::: Given entries

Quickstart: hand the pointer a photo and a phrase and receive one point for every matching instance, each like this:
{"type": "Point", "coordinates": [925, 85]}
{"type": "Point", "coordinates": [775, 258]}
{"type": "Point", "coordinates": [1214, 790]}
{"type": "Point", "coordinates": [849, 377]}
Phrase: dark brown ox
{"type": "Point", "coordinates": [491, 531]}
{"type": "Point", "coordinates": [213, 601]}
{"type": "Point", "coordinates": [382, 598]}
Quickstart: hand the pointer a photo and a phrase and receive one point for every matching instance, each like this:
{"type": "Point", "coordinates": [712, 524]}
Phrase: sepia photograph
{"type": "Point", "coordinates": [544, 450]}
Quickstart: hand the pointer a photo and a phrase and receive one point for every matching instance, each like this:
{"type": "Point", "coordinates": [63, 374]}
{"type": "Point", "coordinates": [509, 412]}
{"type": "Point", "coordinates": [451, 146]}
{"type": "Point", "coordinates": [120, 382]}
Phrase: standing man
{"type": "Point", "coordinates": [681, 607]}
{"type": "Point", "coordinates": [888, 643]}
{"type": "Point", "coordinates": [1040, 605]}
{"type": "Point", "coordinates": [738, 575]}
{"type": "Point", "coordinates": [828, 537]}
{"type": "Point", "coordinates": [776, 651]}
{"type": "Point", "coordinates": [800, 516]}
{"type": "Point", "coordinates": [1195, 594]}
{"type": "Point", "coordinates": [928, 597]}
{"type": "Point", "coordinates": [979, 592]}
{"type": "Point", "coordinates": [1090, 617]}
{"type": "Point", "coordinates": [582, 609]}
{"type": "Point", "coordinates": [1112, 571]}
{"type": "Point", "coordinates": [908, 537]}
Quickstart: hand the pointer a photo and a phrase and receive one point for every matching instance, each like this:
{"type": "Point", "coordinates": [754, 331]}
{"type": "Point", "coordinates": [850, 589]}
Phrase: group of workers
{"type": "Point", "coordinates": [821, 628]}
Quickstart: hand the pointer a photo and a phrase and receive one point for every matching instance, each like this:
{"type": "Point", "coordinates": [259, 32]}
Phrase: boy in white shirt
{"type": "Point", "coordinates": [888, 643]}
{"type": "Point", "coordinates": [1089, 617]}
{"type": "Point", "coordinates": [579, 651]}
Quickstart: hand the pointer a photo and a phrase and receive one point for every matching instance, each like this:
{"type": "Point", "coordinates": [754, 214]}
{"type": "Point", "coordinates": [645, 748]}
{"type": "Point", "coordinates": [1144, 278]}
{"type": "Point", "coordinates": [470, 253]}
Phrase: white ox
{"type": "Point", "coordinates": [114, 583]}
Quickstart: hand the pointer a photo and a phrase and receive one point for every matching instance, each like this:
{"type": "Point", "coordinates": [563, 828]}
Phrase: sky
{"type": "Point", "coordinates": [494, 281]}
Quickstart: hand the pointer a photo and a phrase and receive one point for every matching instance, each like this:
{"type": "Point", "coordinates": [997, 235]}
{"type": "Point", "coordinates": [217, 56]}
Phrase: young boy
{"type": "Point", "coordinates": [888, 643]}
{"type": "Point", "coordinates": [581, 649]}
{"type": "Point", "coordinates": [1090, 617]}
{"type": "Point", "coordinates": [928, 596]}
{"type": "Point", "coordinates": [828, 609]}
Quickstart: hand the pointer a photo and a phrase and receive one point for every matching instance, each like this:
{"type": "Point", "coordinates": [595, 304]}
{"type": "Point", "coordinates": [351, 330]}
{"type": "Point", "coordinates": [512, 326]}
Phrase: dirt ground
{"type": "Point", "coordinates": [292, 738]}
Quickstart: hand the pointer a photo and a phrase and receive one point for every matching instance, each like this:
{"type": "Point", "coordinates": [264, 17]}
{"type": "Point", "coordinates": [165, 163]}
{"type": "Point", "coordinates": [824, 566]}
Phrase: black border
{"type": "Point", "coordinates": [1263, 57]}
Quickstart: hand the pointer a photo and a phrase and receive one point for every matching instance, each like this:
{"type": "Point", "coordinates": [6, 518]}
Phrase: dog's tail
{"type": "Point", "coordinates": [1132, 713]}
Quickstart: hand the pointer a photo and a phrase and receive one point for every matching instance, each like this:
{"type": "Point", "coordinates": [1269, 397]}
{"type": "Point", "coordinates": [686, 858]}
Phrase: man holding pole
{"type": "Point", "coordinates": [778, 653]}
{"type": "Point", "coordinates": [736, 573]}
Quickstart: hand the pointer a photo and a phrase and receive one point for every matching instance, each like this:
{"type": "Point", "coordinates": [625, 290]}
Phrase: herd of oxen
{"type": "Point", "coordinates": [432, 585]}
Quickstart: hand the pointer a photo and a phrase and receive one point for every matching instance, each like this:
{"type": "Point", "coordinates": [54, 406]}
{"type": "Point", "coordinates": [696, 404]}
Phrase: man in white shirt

::::::

▶ **Task goal**
Which lines in the rows above contain the string "white"? Report every such line in full, and treat uppercase and lowercase as different.

▶ **Final result**
Phrase: boy in white shirt
Phrase: white ox
Phrase: man in white shirt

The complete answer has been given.